▶ EXERCISE PROMPT:
Collect every line of the data below that contains the string "green". Uppercase and lowercase count as different.

━━ MATERIAL TO PROCESS

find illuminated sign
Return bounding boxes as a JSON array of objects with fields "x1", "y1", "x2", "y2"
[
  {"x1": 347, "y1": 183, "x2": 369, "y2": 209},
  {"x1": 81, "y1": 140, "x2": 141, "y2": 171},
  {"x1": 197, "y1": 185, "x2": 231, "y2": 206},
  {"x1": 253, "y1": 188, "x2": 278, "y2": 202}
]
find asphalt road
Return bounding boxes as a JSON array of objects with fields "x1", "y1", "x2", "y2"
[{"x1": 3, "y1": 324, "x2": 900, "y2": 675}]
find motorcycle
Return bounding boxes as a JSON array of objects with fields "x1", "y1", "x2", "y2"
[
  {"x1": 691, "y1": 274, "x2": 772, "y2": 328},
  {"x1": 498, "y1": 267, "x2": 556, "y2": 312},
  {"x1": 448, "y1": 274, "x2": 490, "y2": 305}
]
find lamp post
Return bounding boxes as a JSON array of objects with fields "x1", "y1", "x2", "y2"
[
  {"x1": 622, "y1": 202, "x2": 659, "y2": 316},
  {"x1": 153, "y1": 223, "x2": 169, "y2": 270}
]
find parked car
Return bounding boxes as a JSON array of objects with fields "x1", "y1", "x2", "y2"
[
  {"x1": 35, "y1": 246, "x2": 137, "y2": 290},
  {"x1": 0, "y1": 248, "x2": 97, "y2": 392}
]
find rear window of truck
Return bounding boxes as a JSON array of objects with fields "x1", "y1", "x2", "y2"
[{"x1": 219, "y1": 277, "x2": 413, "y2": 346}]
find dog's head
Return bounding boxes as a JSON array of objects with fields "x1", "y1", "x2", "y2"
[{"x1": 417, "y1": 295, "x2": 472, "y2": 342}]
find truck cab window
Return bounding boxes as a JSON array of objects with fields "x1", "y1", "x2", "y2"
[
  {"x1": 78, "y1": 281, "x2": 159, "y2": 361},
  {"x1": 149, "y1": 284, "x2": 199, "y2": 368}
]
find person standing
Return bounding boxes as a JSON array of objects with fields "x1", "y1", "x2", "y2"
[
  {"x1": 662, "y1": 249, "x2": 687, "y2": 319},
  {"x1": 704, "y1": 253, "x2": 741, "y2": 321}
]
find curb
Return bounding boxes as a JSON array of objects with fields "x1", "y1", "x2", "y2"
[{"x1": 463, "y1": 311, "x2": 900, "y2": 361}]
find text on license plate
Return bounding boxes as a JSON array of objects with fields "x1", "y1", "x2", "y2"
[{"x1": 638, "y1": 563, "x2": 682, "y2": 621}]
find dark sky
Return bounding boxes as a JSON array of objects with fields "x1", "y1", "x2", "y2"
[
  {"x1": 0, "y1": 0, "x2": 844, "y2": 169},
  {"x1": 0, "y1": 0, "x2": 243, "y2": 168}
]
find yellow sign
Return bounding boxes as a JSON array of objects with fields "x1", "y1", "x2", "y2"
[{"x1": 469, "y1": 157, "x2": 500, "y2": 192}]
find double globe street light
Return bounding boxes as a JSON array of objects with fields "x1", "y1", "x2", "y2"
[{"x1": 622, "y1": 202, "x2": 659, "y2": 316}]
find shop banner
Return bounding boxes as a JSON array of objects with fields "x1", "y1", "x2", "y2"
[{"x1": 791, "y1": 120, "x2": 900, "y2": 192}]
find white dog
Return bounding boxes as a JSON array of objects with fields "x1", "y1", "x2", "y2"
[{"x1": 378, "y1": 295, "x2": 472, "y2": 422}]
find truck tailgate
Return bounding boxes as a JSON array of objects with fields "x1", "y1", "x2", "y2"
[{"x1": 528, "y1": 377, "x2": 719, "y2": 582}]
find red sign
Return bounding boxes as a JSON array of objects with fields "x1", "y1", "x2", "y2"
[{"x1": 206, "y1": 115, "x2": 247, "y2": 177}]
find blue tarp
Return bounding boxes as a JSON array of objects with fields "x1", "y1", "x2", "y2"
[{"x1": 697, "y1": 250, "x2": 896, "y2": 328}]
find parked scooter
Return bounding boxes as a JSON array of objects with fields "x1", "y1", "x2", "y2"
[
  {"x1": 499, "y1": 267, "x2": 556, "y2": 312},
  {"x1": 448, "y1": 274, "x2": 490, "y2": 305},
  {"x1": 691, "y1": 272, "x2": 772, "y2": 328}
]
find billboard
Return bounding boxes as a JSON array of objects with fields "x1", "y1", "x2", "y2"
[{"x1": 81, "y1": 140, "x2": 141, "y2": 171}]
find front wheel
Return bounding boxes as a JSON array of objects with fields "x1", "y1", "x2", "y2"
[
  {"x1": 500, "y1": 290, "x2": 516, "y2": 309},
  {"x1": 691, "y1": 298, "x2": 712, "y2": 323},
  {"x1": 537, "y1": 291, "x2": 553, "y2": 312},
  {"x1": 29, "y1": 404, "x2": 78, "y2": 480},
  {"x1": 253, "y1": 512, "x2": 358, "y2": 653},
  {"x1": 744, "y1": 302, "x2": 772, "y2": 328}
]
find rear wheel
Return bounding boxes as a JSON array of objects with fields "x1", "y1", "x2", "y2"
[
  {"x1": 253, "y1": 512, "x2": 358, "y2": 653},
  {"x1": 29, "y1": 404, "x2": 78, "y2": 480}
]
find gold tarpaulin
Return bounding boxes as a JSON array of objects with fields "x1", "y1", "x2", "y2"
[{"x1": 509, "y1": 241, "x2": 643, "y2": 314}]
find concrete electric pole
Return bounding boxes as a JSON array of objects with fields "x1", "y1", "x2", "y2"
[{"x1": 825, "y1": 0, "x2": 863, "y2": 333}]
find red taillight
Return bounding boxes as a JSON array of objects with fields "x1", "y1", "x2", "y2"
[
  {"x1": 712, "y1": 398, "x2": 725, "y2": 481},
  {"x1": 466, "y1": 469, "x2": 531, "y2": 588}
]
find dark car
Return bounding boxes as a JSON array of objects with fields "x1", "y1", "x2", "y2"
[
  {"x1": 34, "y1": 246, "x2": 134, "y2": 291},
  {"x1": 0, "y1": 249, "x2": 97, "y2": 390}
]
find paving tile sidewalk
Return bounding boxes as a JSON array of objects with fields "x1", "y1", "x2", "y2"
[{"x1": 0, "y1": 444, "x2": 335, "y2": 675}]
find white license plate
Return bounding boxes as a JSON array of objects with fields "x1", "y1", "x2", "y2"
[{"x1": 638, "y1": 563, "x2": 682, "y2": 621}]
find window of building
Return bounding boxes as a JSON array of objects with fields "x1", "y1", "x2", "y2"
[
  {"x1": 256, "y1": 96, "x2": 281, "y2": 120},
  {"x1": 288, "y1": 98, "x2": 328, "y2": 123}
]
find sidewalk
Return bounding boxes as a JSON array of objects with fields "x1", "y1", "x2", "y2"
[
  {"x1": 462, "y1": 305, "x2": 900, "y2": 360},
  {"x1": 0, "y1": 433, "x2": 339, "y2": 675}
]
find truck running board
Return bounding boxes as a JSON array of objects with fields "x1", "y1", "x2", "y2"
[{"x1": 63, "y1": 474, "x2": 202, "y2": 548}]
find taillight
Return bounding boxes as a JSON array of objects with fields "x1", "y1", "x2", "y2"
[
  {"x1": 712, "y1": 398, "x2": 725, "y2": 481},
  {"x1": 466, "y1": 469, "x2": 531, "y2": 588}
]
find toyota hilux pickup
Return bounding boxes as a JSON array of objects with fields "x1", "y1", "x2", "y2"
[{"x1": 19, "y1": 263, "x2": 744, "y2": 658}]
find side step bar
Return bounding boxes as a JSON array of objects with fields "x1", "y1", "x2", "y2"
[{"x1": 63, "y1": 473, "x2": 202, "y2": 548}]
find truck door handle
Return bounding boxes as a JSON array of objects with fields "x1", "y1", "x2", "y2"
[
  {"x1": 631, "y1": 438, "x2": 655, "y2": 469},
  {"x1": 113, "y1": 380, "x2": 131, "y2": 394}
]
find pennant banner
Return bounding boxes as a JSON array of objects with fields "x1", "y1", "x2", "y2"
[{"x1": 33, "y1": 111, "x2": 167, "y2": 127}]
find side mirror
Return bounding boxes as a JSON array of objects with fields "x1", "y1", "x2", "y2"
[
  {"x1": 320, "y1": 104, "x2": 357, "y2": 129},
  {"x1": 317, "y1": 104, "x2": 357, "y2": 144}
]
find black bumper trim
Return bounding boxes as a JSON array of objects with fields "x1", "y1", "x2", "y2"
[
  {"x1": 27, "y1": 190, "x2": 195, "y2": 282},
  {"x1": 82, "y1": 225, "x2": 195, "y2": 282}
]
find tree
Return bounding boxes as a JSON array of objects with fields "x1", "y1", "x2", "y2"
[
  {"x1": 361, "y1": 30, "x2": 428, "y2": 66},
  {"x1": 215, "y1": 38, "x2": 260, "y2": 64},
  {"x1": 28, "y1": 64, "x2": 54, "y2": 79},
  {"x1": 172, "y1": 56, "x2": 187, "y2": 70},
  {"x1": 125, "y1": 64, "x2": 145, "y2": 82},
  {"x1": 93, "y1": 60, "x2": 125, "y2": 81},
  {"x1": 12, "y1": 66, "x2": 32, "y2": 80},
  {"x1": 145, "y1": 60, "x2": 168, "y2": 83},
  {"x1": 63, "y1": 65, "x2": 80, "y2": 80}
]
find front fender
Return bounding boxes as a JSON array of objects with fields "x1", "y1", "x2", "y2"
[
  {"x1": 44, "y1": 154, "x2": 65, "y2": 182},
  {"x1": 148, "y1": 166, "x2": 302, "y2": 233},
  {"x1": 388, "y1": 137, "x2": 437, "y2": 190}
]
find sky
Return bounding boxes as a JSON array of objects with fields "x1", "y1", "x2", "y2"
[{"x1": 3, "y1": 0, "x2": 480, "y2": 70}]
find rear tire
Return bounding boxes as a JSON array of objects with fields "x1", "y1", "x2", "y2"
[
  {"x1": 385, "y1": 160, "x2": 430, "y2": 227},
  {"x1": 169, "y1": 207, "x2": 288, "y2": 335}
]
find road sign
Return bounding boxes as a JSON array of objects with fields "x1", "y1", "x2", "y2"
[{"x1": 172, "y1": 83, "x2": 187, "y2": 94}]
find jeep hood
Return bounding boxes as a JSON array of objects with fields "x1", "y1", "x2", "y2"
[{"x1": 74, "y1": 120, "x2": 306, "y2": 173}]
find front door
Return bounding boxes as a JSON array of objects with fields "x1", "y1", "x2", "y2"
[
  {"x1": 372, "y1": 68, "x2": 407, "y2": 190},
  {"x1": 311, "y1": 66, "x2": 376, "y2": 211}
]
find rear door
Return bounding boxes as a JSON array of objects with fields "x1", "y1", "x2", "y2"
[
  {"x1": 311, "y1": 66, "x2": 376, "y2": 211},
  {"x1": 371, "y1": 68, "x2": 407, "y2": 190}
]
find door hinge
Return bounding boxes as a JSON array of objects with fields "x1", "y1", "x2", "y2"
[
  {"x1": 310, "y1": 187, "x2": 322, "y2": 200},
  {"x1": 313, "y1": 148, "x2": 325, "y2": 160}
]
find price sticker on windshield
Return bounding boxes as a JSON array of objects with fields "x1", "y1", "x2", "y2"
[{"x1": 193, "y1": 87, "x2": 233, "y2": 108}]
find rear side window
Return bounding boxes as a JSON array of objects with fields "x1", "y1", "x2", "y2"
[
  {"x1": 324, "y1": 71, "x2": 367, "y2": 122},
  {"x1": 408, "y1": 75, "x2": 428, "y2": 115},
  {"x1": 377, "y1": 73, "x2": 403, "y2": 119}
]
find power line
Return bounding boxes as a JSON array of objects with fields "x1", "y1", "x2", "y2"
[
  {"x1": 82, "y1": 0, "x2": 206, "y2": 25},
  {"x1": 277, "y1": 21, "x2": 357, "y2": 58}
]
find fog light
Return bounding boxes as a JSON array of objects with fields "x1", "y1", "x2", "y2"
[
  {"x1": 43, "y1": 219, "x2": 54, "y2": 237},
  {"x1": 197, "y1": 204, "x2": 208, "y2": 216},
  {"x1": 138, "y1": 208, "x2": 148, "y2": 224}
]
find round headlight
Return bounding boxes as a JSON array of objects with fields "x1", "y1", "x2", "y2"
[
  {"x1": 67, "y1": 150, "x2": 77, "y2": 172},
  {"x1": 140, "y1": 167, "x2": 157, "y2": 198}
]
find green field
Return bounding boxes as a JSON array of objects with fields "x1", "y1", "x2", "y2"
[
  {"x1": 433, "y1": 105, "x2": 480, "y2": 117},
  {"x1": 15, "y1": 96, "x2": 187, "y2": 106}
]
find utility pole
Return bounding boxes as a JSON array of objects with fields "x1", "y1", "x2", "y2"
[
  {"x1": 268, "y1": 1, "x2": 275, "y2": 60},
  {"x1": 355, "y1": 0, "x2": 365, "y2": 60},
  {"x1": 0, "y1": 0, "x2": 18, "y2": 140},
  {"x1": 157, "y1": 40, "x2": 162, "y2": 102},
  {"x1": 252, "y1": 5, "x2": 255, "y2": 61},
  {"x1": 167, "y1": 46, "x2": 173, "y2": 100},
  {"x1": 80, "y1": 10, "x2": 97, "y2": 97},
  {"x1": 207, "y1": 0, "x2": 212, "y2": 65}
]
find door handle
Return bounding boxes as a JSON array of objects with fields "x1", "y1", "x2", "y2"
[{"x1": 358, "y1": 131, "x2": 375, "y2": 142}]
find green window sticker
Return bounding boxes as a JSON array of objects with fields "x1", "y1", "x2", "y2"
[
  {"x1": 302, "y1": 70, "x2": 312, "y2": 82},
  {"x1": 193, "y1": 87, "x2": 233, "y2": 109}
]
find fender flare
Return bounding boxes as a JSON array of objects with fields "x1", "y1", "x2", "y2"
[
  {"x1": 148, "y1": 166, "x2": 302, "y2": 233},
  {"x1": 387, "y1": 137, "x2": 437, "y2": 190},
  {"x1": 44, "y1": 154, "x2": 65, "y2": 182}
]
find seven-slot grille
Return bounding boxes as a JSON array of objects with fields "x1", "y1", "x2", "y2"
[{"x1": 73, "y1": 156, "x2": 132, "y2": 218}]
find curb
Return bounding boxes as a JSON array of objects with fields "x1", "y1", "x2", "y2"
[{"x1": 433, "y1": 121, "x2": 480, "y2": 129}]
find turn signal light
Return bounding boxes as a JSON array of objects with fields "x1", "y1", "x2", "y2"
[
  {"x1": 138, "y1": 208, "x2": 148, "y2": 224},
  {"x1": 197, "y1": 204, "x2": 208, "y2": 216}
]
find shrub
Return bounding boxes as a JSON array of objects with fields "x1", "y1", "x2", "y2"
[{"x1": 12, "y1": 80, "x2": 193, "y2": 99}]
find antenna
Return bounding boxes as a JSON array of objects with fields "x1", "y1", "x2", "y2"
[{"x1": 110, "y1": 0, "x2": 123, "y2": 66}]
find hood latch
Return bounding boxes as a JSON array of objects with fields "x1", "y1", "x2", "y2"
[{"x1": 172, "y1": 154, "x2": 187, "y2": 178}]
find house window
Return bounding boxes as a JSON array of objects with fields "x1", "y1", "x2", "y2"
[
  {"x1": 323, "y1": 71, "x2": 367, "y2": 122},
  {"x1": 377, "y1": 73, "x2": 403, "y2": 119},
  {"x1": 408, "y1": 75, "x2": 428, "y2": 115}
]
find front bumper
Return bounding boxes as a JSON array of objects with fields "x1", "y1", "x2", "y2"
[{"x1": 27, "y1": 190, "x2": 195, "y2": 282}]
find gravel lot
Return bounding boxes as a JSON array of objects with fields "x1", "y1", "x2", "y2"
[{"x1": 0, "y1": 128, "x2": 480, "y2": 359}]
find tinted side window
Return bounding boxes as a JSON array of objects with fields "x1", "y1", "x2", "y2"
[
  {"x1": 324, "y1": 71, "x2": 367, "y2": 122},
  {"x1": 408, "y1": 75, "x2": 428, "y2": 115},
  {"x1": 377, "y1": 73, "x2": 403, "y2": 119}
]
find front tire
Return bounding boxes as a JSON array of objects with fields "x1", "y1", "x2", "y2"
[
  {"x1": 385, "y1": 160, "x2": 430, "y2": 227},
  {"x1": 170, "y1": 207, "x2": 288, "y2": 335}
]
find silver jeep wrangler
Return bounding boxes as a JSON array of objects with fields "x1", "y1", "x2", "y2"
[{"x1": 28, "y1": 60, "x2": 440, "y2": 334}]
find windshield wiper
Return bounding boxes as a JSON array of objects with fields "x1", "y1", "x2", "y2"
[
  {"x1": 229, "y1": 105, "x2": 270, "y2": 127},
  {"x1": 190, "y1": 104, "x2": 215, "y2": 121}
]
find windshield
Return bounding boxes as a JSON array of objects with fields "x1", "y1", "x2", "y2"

━━━━

▶ SOLUTION BELOW:
find green field
find green window sticker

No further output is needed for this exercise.